### TASK REQUIREMENTS:
Your copy should repeat each record below exactly and contain no images.

--- START ---

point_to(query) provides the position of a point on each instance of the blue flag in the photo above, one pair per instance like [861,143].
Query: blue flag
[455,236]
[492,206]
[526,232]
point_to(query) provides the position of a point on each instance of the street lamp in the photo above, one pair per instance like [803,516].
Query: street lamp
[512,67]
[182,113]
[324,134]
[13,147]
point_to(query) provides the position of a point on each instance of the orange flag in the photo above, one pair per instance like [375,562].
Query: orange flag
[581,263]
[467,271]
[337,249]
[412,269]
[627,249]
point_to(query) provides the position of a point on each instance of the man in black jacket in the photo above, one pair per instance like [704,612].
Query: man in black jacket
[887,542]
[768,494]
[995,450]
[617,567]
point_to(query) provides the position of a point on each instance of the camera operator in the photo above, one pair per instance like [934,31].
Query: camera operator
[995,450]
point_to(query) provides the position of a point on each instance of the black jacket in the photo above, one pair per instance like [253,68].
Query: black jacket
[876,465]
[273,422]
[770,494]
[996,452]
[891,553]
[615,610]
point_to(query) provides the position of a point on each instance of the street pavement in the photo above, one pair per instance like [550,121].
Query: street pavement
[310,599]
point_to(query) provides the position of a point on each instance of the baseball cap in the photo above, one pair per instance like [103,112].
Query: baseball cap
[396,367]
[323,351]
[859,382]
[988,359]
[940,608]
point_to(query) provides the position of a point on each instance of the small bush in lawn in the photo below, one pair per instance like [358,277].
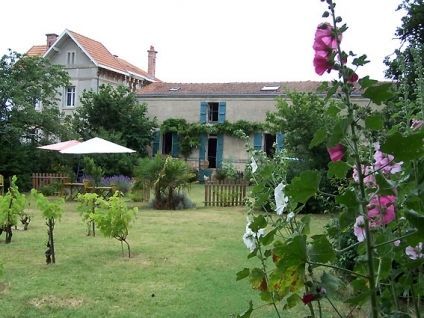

--- END ---

### ANSWER TO THE PROBLEM:
point_to(query) provides the position of a point on each instance of the blue flag in the photo above, one pair per instance like [861,143].
Query: blue flag
[455,236]
[492,206]
[526,232]
point_to(query) provides the position of a point on each instance of the street lamp in the photo above, one pair per instance like [803,516].
Query: street lamp
[512,67]
[182,113]
[324,134]
[13,147]
point_to(query) provides the position of a point on each instance of the orange flag in the photo above, one pair per instance like [375,562].
Query: orange flag
[581,263]
[467,271]
[337,249]
[412,269]
[627,249]
point_to(query) provides the position of a point on each instance of the man in black jacket in the photo above, one pair per instance like [704,612].
Query: man in black jacket
[887,542]
[768,494]
[995,450]
[617,567]
point_to(query) provides the position of a point on each instance of the camera operator in the photo above, one pair per instance like [934,31].
Query: camera operator
[995,450]
point_to(query) provides the position of a point on each instance of the black jacket in the photo above, one pair per instance like [253,68].
Query: black jacket
[876,465]
[273,422]
[770,494]
[996,452]
[891,553]
[615,610]
point_to(query) provides the position of a point on each instance of the street pavement in the photo above, one pair per instance like [550,121].
Query: street pavement
[310,599]
point_to(query) provides the position of a point on each instance of the baseball cap in the photo above, one pair per instance like [103,112].
Query: baseball cap
[396,367]
[323,351]
[859,382]
[988,359]
[940,608]
point_to(query) provides the position of a point on each instance of the small bush in lawn in the photo below, one pair per instance like [358,277].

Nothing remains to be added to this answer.